*Описание задания*: В каком году происходит действие рассказа «В пушкинские дни», если верить тексту о рассказе Зощенко ниже?

А я родился, представьте себе, в 1879 году. Стало быть, был еще ближе к великому поэту. Не то чтобы я мог его видеть, но, как говорится, нас отделяло всего около сорока лет.
Моя же бабушка, еще того чище, родилась в 1836 году. То есть Пушкин мог ее видеть и даже брать на руки. Он мог ее нянчить, и она могла — чего доброго — и плакать на руках, не предполагая, кто ее взял на руки.
Конечно, вряд ли Пушкин мог ее нянчить, тем более, что она жила в Калуге, а Пушкин, кажется, там не бывал, но все-таки можно допустить эту волнующую возможность, тем более, что он мог бы, кажется, заехать в Калугу повидать своих знакомых…
По мою прабабушку он наверняка мог уже брать на руки. Она, представьте себе, родилась в 1763 году, так что великий поэт мог запросто приходить к ее родителям и требовать, чтобы они дали ему ее подержать и понянчить… Хотя, впрочем, в 1837 году ей было, пожалуй, лет этак шестьдесят с хвостиком, так что, откровенно говоря, я даже и не знаю, как это у них там было и как они там с этим устраивались… Может быть, даже она его нянчила…
Что же касается Гоголя и Тургенева, то их могли нянчить почти все мои родственники, поскольку еще меньше времени отделяло тех от других…
Все эти рассуждения вполне логичны. Теоретически Пушкин действительно мог нянчить бабушку докладчика, ибо, если исходить из точных, абсолютно проверенных и неопровержимых фактических данных, в 1837 году, когда Пушкин был еще жив, этой самой бабушке был уже почти годик. И в то же время предположение, что бабушка докладчика плакала у Пушкина на руках, звучит в высшей степени комично. И, разумеется, не только потому, что она со своими родителями проживала в Калуге, где Пушкин никогда не бывал.
Комизм этого предположения основан на том, что чисто хронологическая возможность — еще далеко не достаточное основание для того, чтобы Пушкин запросто заходил к родителям бабушки докладчика и требовал у них, чтобы они дали ее ему подержать и понянчить.
Это пародийное начало зощенковского рассказа только подводит нас к самой сути проблемы. Суть же ее состоит в том, что кажущееся совершенно бесспорным, неопровержимым утверждение Ходасевича («Как мы, так и наши потомки не перестанут ходить но земле, унаследованной от Пушкина, потому что с нее нам уйти некуда») в мире, изображенном писателем Михаилом Зощенко, звучит как чудовищная насмешка.
Рассказ «В пушкинские дни» состоит из двух речей о Пушкине (он распадается на два самостоятельных отрывка, каждый из которых соответственно озаглавлен «Первая речь о Пушкине» и «Вторая речь о Пушкине»). Произносит обе эти речи какой-то мелкий сов-служащий, по всей вероятности, управдом.
Дело происходит в 1937 году: по всей стране тогда с грандиозным размахом отмечалось столетие со дня гибели Пушкина.

*Раздел записей*:
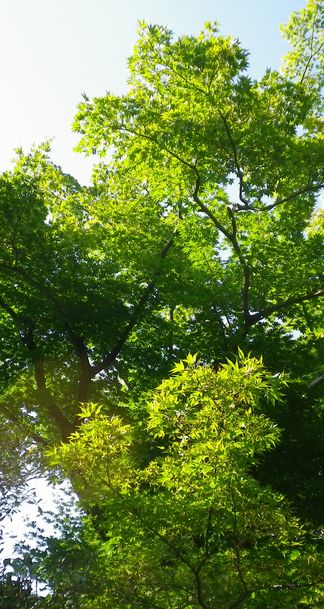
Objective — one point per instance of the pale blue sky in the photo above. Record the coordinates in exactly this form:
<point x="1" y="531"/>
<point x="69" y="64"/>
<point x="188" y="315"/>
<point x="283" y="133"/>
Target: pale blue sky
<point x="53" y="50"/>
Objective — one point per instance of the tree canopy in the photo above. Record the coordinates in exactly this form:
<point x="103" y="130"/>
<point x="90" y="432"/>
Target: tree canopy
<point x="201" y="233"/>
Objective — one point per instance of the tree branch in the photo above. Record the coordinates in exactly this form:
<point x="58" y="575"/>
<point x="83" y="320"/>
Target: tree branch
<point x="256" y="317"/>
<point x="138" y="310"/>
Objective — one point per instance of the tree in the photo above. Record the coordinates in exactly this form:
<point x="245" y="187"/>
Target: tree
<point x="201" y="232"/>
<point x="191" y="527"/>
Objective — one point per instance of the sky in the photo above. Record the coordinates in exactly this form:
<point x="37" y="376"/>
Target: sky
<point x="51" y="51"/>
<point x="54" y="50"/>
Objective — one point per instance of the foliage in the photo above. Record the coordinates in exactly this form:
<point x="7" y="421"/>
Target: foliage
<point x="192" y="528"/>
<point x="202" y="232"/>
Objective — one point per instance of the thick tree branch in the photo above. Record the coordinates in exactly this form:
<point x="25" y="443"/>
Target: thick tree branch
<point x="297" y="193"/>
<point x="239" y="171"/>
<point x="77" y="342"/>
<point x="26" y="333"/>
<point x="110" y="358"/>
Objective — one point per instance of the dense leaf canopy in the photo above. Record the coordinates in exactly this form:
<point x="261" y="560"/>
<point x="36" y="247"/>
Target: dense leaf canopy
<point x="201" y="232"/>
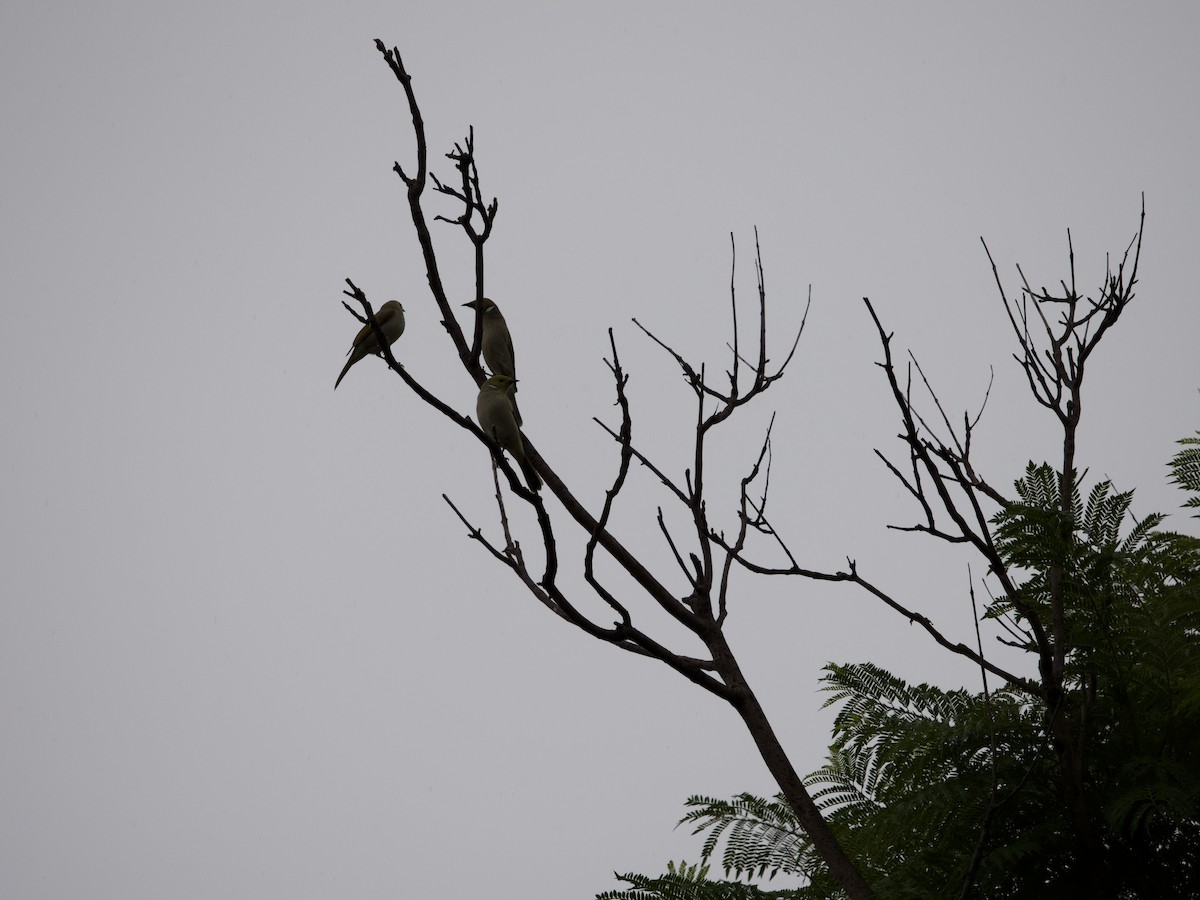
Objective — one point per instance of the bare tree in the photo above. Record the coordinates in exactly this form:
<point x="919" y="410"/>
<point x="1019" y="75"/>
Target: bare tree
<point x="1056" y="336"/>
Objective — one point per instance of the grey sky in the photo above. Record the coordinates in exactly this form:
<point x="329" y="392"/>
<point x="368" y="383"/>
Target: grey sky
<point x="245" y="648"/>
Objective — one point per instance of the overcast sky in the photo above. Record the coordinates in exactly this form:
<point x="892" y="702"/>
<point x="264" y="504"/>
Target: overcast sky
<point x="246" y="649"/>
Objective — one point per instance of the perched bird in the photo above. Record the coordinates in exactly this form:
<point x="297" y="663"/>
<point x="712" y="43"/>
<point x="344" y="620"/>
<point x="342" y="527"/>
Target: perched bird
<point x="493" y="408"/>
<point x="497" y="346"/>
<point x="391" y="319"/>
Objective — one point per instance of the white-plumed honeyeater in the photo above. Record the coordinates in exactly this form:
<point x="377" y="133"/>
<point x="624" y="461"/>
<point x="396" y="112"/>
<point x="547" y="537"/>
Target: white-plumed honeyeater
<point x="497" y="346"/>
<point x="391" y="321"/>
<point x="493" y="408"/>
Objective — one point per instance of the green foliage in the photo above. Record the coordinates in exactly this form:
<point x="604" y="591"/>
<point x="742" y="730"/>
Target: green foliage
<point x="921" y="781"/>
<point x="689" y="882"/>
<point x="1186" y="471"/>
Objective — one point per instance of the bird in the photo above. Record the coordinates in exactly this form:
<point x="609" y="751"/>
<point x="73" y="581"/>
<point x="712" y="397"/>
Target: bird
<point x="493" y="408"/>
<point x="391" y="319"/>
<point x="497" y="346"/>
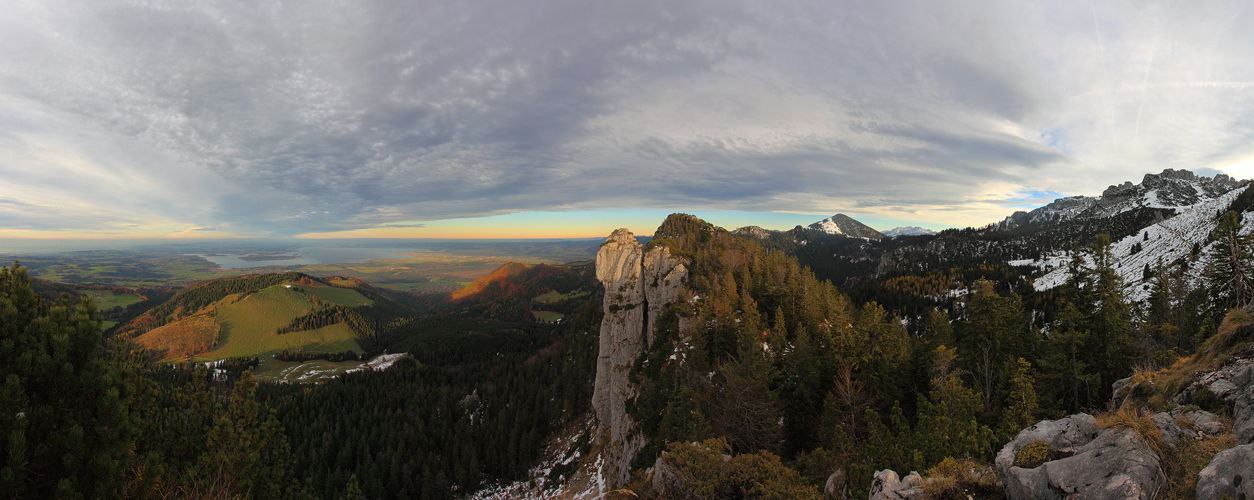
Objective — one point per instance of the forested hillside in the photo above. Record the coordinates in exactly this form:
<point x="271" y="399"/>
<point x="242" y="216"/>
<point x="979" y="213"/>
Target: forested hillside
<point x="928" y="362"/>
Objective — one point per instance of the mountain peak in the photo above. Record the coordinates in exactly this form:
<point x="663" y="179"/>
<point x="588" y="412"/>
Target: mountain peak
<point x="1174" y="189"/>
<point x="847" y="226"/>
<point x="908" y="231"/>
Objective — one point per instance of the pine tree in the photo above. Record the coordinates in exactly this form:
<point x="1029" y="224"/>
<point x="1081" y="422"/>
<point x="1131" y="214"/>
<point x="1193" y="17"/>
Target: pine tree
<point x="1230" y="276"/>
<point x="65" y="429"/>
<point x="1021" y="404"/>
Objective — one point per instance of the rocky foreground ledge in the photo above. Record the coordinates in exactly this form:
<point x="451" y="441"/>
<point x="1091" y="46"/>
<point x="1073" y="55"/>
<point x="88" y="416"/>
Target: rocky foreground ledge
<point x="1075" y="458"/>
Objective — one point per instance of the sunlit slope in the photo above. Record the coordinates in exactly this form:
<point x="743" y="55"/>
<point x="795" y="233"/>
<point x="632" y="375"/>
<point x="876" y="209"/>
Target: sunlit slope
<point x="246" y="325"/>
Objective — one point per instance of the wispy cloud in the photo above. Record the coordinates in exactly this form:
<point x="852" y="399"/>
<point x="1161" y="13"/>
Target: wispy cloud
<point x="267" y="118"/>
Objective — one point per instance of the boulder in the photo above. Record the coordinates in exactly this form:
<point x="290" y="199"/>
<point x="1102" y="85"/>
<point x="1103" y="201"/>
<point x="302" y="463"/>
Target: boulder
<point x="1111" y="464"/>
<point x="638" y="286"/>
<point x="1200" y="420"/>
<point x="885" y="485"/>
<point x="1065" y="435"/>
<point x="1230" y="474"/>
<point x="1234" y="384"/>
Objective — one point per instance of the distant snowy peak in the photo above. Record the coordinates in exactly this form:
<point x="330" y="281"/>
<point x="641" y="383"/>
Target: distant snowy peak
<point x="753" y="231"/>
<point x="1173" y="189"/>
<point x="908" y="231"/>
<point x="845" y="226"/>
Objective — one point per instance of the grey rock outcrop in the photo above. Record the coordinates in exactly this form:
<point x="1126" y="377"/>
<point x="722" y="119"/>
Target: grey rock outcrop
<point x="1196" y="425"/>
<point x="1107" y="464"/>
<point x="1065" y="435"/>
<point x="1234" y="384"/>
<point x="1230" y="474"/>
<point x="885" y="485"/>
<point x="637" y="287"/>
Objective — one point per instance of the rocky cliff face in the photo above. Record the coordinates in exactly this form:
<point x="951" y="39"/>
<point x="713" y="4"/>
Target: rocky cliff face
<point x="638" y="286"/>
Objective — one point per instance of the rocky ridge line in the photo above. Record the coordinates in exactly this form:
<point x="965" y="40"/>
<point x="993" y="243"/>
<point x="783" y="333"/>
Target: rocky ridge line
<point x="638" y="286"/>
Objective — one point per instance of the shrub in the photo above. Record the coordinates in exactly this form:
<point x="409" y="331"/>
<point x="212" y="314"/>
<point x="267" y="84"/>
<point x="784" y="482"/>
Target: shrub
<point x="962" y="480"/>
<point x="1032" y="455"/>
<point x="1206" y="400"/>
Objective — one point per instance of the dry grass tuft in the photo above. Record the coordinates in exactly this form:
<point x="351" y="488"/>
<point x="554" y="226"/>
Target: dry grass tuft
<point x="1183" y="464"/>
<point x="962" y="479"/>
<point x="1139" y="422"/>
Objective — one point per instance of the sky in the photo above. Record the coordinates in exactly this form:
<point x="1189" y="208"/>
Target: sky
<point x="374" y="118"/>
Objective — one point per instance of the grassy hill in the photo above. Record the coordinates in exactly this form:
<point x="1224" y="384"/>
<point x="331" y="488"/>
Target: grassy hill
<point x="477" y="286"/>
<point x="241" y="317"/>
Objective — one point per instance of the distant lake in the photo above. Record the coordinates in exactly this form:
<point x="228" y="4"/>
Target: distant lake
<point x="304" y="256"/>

*Ответ к заданию*: В 1937 году.